Dataset excerpts:
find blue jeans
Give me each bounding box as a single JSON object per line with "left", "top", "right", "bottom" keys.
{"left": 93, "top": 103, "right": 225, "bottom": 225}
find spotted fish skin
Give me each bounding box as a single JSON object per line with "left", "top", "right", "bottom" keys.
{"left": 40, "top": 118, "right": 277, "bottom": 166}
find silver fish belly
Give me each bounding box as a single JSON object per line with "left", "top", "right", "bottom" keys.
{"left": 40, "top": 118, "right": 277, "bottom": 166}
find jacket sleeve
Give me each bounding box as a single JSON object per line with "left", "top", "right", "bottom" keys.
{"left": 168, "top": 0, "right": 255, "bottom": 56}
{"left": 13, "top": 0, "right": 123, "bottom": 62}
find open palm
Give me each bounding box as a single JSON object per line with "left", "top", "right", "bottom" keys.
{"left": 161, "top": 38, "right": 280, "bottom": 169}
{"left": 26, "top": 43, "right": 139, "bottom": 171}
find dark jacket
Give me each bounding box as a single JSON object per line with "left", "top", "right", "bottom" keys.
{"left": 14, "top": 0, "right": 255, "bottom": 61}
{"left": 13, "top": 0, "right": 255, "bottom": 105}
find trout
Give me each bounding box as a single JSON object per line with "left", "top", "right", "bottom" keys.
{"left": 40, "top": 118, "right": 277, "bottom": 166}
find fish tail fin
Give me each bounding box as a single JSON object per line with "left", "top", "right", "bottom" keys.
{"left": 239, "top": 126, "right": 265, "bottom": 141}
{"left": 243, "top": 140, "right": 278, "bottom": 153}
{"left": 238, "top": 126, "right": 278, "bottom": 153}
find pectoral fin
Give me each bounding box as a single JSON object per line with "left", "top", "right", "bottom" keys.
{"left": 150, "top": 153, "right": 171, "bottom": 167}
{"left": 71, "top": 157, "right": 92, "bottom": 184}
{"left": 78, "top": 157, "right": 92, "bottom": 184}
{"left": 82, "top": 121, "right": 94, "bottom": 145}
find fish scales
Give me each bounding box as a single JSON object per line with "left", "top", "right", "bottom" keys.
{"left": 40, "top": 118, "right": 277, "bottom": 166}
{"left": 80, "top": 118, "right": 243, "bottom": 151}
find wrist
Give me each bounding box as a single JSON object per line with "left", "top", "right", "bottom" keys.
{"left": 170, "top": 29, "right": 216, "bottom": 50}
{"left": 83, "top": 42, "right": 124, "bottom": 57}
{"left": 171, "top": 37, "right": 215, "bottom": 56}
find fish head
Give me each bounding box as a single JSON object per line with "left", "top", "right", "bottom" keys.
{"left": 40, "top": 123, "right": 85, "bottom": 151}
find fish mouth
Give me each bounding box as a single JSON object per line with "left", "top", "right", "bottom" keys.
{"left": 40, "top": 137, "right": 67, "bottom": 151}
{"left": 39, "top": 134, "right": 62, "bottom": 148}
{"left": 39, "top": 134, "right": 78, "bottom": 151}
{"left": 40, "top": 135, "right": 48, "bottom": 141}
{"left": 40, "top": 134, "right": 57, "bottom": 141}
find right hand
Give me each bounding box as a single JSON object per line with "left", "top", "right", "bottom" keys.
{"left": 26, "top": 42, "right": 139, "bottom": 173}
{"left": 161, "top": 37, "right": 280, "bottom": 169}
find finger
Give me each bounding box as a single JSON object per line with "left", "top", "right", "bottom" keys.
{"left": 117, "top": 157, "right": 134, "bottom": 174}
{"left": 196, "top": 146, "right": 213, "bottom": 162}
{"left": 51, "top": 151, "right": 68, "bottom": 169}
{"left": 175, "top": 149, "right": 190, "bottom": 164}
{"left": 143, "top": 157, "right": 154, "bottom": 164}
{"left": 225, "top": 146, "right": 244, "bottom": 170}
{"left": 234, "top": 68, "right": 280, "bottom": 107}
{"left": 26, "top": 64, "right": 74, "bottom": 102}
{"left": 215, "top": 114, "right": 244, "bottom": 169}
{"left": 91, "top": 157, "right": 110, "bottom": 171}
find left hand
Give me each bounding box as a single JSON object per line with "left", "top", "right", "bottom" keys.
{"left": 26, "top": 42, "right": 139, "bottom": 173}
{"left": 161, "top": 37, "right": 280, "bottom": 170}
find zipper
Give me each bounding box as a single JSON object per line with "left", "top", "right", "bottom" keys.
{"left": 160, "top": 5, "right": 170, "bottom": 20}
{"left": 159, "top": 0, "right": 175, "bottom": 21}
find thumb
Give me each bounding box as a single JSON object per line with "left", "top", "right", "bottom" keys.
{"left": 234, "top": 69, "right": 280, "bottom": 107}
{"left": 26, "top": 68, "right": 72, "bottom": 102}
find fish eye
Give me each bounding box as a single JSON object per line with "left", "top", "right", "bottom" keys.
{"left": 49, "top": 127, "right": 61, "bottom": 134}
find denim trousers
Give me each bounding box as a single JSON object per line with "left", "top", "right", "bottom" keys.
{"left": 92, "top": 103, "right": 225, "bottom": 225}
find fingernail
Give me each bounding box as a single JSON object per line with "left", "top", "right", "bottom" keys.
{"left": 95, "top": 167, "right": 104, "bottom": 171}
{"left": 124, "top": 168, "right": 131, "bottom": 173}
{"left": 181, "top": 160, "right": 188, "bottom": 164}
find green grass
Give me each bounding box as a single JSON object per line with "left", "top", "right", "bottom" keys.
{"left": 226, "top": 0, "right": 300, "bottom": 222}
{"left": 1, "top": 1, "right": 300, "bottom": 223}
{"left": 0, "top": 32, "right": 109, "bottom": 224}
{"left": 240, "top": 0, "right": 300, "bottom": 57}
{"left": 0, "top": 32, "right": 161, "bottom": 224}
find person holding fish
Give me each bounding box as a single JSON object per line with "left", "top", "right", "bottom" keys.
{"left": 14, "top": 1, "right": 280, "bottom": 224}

Requirement:
Give, as a single number, the count of lines in the material above that contain the string "fish".

Response box:
8